┏━━
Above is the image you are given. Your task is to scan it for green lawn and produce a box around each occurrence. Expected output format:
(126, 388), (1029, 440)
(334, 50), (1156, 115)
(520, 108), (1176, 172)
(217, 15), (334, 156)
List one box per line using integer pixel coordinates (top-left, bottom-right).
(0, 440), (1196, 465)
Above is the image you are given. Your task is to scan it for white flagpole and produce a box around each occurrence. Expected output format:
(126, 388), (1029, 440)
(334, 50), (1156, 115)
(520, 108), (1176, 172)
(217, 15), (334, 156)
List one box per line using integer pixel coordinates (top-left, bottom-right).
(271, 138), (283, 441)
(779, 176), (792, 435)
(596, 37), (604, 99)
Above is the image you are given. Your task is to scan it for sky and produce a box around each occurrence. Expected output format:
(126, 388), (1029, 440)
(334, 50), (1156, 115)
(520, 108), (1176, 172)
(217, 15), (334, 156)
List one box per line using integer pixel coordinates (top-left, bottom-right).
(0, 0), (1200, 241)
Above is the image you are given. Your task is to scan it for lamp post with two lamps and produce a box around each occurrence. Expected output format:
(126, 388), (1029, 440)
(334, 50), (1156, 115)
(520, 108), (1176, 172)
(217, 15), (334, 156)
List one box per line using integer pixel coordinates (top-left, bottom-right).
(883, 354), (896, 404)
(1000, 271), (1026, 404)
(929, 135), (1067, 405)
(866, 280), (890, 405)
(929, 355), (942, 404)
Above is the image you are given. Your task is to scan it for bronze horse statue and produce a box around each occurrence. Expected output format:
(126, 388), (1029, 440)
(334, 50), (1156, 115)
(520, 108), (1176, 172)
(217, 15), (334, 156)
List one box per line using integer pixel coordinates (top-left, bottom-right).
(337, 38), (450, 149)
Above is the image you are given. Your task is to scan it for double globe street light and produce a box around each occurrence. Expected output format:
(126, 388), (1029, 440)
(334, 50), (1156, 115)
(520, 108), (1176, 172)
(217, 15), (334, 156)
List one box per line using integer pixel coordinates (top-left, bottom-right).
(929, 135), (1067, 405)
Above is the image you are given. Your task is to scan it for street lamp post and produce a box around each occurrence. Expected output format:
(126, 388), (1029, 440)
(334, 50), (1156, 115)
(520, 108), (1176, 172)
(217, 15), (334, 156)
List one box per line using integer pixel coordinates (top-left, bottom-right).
┗━━
:: JOB ::
Reproduce all of the material above word for word, keeping every line in its original order.

:: RESULT OF THE EXERCISE ::
Above is the image you are given. Your task is to scan it for green lawn and produce a box around each occurrence. Expected output format:
(126, 388), (1029, 440)
(334, 50), (1156, 115)
(520, 108), (1176, 172)
(217, 15), (334, 156)
List one box per line using integer pixel coordinates (top-left, bottom-right).
(0, 440), (1196, 465)
Above is the image you are given. Your task is to scan it for white flagpole and produce a box around each occurrence. Expected output format:
(126, 388), (1029, 440)
(334, 50), (1156, 115)
(520, 108), (1176, 172)
(217, 15), (334, 156)
List one box per line using integer pixel coordinates (top-left, bottom-right).
(271, 138), (283, 441)
(779, 176), (792, 435)
(596, 37), (604, 99)
Above is the image you are given. Your task is to scan it for sky and produce a box around each occurrence. Expected output format:
(126, 388), (1029, 440)
(334, 50), (1156, 115)
(520, 108), (1176, 172)
(217, 15), (334, 156)
List one box per line using integer pixel coordinates (top-left, bottom-right).
(0, 0), (1200, 241)
Above is the image you are given. Your task is to scan it for lamp post with two lamps and produce a box around each occurrence. Expected output format:
(126, 388), (1029, 440)
(334, 50), (1156, 115)
(520, 108), (1176, 172)
(217, 15), (334, 156)
List one box per line using integer pixel coordinates (top-left, bottom-right).
(883, 354), (896, 404)
(1000, 271), (1026, 404)
(929, 135), (1067, 405)
(866, 280), (890, 405)
(929, 355), (942, 404)
Above is the image you are given. Your task is to scan it for bronze horse statue and produce a box around each occurrence. Expected output format:
(126, 388), (1029, 440)
(334, 50), (1156, 115)
(520, 108), (1176, 172)
(217, 15), (334, 156)
List one box per line using integer pixel coordinates (top-left, bottom-right).
(337, 38), (450, 149)
Above is the image you are given. Your task is to scan it for double globe street light and produce a box around each occurrence. Expected output format:
(126, 388), (1029, 440)
(334, 50), (1156, 115)
(520, 108), (1176, 172)
(217, 15), (334, 156)
List one box per line using integer pixel coordinates (top-left, bottom-right).
(929, 135), (1067, 405)
Above is the image you are given. Your task is to scan it for street lamp post and produce a box around each occurrence. Expected output format:
(126, 388), (1029, 440)
(334, 50), (1156, 115)
(520, 108), (1176, 172)
(217, 15), (334, 156)
List one box per line using integer pixel coordinates (top-left, bottom-right).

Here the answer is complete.